> Set exercise
Please edit the material below so that "overhead capture" becomes "aerial image" wherever it occurs, leaving every other line unchanged.

> Given records

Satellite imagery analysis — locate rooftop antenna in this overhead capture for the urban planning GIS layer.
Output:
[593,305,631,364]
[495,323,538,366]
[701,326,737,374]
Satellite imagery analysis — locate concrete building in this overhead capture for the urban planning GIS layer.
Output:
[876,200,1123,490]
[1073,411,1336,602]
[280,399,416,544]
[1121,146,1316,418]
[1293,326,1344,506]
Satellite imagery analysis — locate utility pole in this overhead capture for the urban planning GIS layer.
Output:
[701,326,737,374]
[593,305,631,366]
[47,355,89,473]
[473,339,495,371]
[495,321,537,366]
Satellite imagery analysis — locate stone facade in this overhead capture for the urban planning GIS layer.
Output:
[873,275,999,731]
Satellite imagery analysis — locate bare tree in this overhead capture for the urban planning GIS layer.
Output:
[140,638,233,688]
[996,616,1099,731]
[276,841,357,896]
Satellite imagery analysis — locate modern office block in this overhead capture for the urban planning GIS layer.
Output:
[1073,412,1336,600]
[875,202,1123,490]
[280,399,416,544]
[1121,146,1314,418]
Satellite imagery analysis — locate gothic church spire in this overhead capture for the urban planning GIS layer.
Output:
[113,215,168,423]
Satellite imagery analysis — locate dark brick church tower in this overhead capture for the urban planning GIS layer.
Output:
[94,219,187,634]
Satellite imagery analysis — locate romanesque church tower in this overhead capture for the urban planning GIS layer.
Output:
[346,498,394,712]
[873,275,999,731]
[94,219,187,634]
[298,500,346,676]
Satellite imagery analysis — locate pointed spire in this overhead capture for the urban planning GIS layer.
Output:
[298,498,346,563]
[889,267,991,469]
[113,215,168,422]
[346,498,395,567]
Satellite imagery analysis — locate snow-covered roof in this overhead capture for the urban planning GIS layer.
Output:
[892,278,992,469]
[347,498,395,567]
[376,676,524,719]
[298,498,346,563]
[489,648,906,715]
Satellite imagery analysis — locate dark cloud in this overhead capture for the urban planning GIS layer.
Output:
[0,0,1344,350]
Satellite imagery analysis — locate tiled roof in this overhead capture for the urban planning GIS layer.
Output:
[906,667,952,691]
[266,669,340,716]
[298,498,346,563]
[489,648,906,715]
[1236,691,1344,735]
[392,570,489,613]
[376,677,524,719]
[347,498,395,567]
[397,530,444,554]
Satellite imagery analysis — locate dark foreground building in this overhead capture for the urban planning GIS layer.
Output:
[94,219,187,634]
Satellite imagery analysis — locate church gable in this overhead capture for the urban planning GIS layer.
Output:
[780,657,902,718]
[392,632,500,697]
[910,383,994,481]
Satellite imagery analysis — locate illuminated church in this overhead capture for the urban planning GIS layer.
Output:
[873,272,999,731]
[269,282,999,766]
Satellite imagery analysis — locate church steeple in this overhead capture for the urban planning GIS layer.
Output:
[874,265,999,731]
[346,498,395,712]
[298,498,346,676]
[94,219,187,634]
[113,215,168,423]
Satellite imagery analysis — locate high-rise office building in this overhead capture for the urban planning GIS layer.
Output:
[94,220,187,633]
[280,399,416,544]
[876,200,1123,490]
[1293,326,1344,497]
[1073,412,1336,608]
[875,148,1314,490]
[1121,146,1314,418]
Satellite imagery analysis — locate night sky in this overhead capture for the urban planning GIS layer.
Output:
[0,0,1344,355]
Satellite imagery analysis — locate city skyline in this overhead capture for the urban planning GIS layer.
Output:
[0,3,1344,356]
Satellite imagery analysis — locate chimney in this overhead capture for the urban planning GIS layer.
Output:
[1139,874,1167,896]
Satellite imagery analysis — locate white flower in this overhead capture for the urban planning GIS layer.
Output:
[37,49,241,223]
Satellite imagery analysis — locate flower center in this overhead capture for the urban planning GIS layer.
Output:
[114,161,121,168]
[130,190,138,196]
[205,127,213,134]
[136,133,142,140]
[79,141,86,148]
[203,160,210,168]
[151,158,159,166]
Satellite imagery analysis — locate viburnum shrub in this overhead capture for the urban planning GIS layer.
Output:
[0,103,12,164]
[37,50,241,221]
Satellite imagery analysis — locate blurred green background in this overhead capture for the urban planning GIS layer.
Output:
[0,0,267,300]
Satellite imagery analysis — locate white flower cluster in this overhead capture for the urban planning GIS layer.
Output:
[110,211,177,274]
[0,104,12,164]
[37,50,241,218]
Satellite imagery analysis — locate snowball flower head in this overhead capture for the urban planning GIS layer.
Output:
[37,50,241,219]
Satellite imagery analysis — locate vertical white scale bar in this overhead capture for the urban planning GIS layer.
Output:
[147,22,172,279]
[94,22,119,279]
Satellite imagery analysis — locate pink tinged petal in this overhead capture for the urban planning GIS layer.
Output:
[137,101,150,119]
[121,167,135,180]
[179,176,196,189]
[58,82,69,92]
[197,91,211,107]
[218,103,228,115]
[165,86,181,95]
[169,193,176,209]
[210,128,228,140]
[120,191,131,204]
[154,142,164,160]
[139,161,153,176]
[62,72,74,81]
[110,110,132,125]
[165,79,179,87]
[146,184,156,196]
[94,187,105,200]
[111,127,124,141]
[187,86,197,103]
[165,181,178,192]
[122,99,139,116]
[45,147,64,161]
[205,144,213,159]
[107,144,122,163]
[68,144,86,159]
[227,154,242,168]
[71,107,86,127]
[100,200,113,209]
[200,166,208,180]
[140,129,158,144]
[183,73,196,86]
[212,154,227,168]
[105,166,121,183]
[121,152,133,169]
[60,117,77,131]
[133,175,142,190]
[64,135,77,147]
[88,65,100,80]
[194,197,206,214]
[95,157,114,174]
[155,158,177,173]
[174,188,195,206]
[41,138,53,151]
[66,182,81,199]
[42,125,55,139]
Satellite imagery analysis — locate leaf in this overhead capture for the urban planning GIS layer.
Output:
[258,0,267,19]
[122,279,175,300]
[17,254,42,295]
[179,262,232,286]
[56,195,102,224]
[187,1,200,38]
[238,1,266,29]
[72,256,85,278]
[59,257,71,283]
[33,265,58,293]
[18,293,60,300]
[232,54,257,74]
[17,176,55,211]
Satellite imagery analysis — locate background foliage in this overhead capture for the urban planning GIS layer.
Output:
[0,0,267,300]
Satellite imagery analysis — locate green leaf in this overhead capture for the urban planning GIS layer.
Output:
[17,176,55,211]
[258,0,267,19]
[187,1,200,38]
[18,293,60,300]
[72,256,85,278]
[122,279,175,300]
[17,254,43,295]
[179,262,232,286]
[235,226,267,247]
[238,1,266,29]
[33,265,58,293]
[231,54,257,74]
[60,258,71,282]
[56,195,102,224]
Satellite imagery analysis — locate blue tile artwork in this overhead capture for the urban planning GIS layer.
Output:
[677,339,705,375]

> Exercise output
Satellite imagery analysis — locate rooftop antenna in this aerial image for the urban planning GIS layer.
Output:
[593,305,631,364]
[495,323,538,366]
[701,326,737,374]
Satellite imagery analysis — locate concrete building in this aerial image for the urban planning GIS layer.
Output:
[876,200,1123,490]
[1073,411,1336,602]
[280,399,416,544]
[1121,146,1316,418]
[1293,326,1344,506]
Satellite imagery analysis — locate utility pole in this aerial image for the urban planning GIS layer.
Output:
[701,326,737,374]
[593,305,631,366]
[47,355,89,473]
[473,339,495,371]
[495,321,537,366]
Satellite imagery analysis — locate stone facade in this aerial image for the urban planning GIS layer.
Output:
[873,275,999,731]
Satellite imagery analysis — locate bare tree in this aerial image for the urban planning GIS layer.
Output:
[140,638,233,688]
[996,616,1099,731]
[276,841,357,896]
Satellite imagery analysis — locate modern office block in this aerial image for the urban planning GIS layer.
Output:
[1073,412,1336,600]
[875,202,1123,490]
[280,399,416,544]
[1121,146,1314,418]
Satellite imagery analysis — locate gothic church spire in this aerial image for the urban planning GIS layer.
Output:
[113,215,168,423]
Satellite imagery analysis — locate dark brick church tower in this aerial image for the urban planning GIS layer.
Output:
[94,219,187,634]
Satellite imagery analysis — locate romanesque church tower in this aerial image for the urban planning GIS layer.
Output:
[346,498,394,712]
[873,275,999,731]
[94,219,187,634]
[298,500,346,676]
Satellite imagery analysis — locate pointed spire in this aerial image for the urban planning GIS layer.
Output:
[298,498,346,563]
[889,267,991,469]
[113,215,168,422]
[346,498,395,567]
Satellite imagery analysis — locate snow-covered roof in this aerial image for the urban planning GIS layer.
Output:
[892,278,992,469]
[347,498,395,567]
[376,676,524,719]
[298,498,346,563]
[489,648,906,715]
Satellite imagery analysis — locate dark cloud in this aerial image for the urban planning GIS layer.
Output:
[0,0,1344,350]
Satellite imagery analysis — locate tiled roof in this aerial image for the urban planning GIS layer.
Output:
[906,667,952,691]
[266,669,340,716]
[298,498,346,563]
[489,648,906,715]
[1236,691,1344,735]
[392,570,489,613]
[376,677,524,719]
[347,498,395,567]
[397,530,444,554]
Satellite imagery analysis — locate dark foreground building in this aerial image for the urban planning GIS layer.
Output:
[94,219,187,634]
Satellite imagery analysis — locate church gable in this aerial image for the urban planning GIS layer.
Output:
[780,657,902,718]
[392,632,500,697]
[910,383,994,481]
Satellite imagery analysis — locate illuminated church in this aerial image for the urban planning GIS layer.
Output:
[873,272,999,731]
[269,282,999,766]
Satellite imagery analysis — locate church steeple in this aerial image for the urban planning GIS layer.
Output:
[874,265,999,731]
[346,498,395,712]
[298,498,346,676]
[94,219,187,634]
[113,215,168,423]
Satellite imagery analysis — locate high-rise office building in this aerial image for the urban planning GIS layer.
Output:
[94,220,187,633]
[280,399,416,544]
[876,200,1123,490]
[1293,326,1344,497]
[1073,412,1336,608]
[875,148,1314,490]
[1121,146,1314,418]
Satellite imagery analysis — locate night sky in this aerial image for the urban planning GIS layer.
Output:
[0,0,1344,355]
Satellite imagery analysis — locate city skyline in this aerial image for the urban planning GIS layer.
Output:
[0,3,1344,356]
Satellite imagery analysis — locate chimney in this aerial image for the urban planning GIS layer.
Output:
[1139,874,1167,896]
Satellite imagery analysis — locate white flower in this aerial image for the urban planning GIS layer.
Output:
[37,49,241,223]
Satellite imagery analysis — locate flower center in this aerial image for the urban planning GIS layer.
Output:
[114,161,121,168]
[130,190,138,196]
[205,127,213,134]
[136,133,142,140]
[79,141,86,148]
[203,160,210,168]
[151,158,159,166]
Satellite imagery analysis — locate viburnum shrub in this aerial image for the urban planning GIS layer.
Output:
[0,103,12,164]
[37,50,241,221]
Satellite imagery analysis — locate blurred green background in this aerial image for the urban planning GIS layer.
Output:
[0,0,267,300]
Satellite imagery analysis — locate white flower cluster in this aerial image for the urban planning GIS layer.
Output:
[110,211,177,274]
[0,104,12,164]
[37,50,241,218]
Satellite imagery analysis — locate snowball flower head in this aerial image for the urban planning GIS layer.
Output:
[37,50,241,219]
Satellite imagery analysis — locate vertical white scale bar in this aerial image for the urban planning GIS layer.
Output:
[147,22,172,279]
[94,22,119,279]
Satellite imagery analysis — locate pink tinged petal in this aerial image for the urban planning GIS layer.
Output:
[137,101,150,119]
[121,167,135,180]
[179,176,196,189]
[58,82,69,92]
[197,91,211,107]
[218,103,228,115]
[165,86,181,95]
[169,193,176,209]
[210,128,228,140]
[120,191,131,204]
[154,142,164,160]
[139,161,153,176]
[62,72,74,81]
[110,110,132,125]
[165,79,179,87]
[146,184,156,196]
[94,187,105,200]
[111,127,124,141]
[187,86,197,103]
[165,181,178,192]
[122,99,139,116]
[45,147,64,161]
[205,144,213,159]
[107,144,122,163]
[68,144,86,159]
[227,154,242,168]
[71,107,86,127]
[100,200,113,209]
[200,166,208,180]
[140,129,158,144]
[183,73,196,86]
[212,154,227,168]
[105,166,121,183]
[121,152,133,169]
[60,117,77,131]
[133,175,142,190]
[64,135,77,147]
[88,65,100,80]
[194,197,206,214]
[95,157,114,174]
[155,158,177,173]
[174,188,195,206]
[41,138,53,151]
[66,182,81,199]
[42,125,55,139]
Satellite imagery analysis — locate leaf in this aerial image for the urban planning GIS layer.
Output:
[258,0,267,19]
[122,279,175,300]
[17,254,42,295]
[179,262,232,286]
[56,195,102,224]
[187,1,200,38]
[238,1,266,29]
[72,256,85,278]
[59,257,71,283]
[33,265,58,293]
[18,293,60,300]
[232,54,257,74]
[17,176,55,211]
Satellite imagery analysis — locate background foliage in this aerial image for the urban planning GIS layer.
Output:
[0,0,267,300]
Satellite imagery analysis — locate green leaf in this aerial image for the urban planning GIS layer.
Output:
[17,176,55,211]
[258,0,267,19]
[187,1,200,38]
[18,293,60,300]
[72,256,85,278]
[122,279,175,300]
[17,254,43,295]
[179,262,232,286]
[235,226,267,247]
[238,1,266,29]
[33,265,58,293]
[231,54,257,74]
[60,258,71,282]
[56,195,102,224]
Satellite imagery analysis — locate blue tile artwork in this aerial image for the urban planning GIS layer.
Output:
[677,339,705,375]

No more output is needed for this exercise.